__What to do__:
All lines from the opening of the data to the line containing "this one's easy — locate the card" must be returned unchanged, and only those lines.

__Stored items from a collection__:

════════════════════

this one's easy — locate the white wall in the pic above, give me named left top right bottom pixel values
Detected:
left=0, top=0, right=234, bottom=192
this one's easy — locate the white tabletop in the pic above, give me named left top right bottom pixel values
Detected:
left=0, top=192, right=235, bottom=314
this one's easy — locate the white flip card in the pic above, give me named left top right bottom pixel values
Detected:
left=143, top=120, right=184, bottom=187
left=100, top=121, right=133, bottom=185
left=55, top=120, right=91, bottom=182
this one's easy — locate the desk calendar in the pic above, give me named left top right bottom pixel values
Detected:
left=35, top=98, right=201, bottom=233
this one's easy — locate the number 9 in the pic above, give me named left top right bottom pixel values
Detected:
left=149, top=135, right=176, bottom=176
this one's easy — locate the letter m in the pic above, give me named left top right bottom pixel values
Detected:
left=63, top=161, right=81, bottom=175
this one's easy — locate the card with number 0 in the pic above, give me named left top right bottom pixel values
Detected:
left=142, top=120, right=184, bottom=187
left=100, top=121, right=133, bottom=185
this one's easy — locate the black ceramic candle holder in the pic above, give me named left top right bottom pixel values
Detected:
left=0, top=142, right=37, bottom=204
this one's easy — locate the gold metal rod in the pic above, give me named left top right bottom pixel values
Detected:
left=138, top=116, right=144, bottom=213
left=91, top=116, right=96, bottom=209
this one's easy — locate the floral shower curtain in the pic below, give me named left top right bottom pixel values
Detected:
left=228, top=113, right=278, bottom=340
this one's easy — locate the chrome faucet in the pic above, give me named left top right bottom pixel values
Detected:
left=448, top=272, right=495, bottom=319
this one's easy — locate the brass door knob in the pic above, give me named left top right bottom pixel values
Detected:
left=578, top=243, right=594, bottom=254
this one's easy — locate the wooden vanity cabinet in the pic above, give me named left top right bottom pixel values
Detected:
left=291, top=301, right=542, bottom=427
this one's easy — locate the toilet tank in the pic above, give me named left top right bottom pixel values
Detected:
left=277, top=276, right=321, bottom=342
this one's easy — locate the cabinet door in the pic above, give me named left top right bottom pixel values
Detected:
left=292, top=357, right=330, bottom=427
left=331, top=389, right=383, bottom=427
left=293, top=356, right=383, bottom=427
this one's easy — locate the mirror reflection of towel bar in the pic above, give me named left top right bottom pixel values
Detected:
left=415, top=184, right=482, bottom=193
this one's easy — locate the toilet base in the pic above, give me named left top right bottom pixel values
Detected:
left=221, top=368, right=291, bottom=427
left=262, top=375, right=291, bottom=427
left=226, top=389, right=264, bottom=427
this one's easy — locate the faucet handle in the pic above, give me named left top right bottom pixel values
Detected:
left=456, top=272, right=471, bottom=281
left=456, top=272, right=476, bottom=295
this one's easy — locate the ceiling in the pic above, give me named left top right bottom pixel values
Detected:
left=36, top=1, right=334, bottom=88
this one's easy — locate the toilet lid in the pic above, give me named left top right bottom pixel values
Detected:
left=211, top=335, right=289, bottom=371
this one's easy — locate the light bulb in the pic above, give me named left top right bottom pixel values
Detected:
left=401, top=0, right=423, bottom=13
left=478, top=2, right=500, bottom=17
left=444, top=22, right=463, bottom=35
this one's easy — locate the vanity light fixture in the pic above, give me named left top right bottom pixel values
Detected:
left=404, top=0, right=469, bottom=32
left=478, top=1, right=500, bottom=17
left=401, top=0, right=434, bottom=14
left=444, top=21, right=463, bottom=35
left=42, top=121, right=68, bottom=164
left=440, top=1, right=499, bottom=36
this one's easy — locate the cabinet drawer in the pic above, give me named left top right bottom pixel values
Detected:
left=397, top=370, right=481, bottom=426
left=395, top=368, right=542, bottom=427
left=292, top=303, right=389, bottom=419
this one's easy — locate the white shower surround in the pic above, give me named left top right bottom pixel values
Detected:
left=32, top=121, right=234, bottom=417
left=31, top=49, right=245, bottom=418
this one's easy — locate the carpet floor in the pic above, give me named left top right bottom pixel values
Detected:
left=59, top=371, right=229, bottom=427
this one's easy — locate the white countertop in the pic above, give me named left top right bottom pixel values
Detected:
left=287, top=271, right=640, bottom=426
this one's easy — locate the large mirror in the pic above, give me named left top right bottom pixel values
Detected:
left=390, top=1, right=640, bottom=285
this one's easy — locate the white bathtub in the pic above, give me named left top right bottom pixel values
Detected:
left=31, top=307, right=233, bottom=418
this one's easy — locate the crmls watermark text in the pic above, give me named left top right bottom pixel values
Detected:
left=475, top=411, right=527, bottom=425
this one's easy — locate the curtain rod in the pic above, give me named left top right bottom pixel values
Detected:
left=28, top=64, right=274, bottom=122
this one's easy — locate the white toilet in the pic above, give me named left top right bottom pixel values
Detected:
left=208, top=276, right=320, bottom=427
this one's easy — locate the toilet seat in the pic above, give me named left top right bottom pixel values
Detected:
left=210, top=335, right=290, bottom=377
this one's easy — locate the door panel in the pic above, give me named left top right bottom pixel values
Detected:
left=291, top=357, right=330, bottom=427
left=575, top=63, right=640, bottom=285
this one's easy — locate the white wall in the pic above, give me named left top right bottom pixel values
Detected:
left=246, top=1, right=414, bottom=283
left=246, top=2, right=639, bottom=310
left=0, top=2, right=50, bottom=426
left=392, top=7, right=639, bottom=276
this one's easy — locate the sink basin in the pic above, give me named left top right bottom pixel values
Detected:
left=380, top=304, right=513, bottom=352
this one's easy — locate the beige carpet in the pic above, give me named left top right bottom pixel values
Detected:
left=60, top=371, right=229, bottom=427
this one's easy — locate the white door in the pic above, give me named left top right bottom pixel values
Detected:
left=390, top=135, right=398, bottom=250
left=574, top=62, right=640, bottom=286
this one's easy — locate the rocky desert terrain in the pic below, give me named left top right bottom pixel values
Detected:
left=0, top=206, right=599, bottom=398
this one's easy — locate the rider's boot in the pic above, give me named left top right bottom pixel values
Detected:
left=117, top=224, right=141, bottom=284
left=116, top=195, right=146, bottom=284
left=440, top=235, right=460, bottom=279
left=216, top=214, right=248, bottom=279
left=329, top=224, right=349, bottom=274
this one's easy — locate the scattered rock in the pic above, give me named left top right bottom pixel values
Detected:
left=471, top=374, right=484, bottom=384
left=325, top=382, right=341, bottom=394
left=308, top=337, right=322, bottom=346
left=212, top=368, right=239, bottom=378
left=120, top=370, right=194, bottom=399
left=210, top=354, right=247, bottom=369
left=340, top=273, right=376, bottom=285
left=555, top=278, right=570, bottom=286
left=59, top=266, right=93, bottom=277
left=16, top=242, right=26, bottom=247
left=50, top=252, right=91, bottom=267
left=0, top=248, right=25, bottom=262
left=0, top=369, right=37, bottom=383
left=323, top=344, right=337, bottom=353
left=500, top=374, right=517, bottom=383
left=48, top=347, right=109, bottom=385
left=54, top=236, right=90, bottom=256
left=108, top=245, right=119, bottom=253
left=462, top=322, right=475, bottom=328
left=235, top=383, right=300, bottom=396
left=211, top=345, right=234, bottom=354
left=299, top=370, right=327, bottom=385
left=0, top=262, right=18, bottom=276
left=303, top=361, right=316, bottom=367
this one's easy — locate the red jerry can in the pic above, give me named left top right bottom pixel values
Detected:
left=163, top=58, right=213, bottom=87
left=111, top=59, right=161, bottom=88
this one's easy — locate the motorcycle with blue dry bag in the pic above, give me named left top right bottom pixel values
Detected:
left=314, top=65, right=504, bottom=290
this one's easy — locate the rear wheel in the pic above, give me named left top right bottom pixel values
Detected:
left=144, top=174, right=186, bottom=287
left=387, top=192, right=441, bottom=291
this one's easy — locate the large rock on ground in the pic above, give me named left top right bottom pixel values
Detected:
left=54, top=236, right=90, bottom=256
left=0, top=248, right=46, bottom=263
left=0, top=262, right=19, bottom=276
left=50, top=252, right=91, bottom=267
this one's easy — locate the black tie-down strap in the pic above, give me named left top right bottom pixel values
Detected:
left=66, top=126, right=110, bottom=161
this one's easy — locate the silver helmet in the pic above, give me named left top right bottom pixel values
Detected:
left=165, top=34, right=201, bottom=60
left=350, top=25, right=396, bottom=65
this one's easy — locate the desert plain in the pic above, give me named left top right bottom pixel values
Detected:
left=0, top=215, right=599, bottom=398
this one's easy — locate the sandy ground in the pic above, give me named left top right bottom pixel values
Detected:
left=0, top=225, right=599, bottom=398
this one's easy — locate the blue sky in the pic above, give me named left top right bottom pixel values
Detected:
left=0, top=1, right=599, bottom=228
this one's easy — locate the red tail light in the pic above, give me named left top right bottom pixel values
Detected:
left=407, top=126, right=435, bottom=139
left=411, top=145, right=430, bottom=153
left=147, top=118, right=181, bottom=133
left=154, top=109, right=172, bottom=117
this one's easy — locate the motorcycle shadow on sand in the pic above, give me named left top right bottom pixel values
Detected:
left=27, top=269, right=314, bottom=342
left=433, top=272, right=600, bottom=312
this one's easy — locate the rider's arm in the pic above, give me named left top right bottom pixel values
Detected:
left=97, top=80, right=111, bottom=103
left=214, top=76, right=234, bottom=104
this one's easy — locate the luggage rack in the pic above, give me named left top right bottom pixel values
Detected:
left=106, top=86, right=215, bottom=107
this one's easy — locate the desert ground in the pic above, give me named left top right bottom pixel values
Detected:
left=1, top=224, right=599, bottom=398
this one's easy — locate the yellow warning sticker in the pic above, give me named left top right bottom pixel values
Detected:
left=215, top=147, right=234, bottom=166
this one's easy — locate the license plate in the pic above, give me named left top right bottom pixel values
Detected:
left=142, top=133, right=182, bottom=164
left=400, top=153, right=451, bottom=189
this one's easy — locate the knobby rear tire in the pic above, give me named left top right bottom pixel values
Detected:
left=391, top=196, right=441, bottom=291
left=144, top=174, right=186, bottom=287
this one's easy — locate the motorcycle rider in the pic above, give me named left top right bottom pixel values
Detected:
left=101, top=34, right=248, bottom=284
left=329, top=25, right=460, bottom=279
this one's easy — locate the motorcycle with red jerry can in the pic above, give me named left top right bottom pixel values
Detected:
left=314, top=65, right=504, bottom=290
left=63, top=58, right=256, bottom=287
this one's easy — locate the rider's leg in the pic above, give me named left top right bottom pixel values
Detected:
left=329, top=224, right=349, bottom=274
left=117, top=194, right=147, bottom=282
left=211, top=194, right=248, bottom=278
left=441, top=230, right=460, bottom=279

════════════════════

__Reply to the exercise__:
this one's easy — locate the white wall in the pic above, give me named left top right bottom pixel values
Detected:
left=0, top=0, right=234, bottom=192
this one's easy — locate the white tabletop in the pic above, give me named left top right bottom pixel values
Detected:
left=0, top=192, right=235, bottom=314
this one's easy — locate the white flip card in the pic above, give me named left top right bottom pixel values
Detected:
left=143, top=120, right=184, bottom=187
left=100, top=121, right=133, bottom=185
left=55, top=120, right=91, bottom=182
this one's easy — locate the desk calendar in the pic above, give me named left top right bottom pixel values
Detected:
left=35, top=98, right=201, bottom=233
this one's easy — locate the number 9 in the pic above, give me named left top right bottom pixel values
Detected:
left=149, top=135, right=176, bottom=176
this one's easy — locate the letter m in the pic above, give me named left top right bottom pixel values
Detected:
left=63, top=161, right=81, bottom=175
this one's easy — locate the card with number 0 in the pic above, give me named left top right bottom pixel values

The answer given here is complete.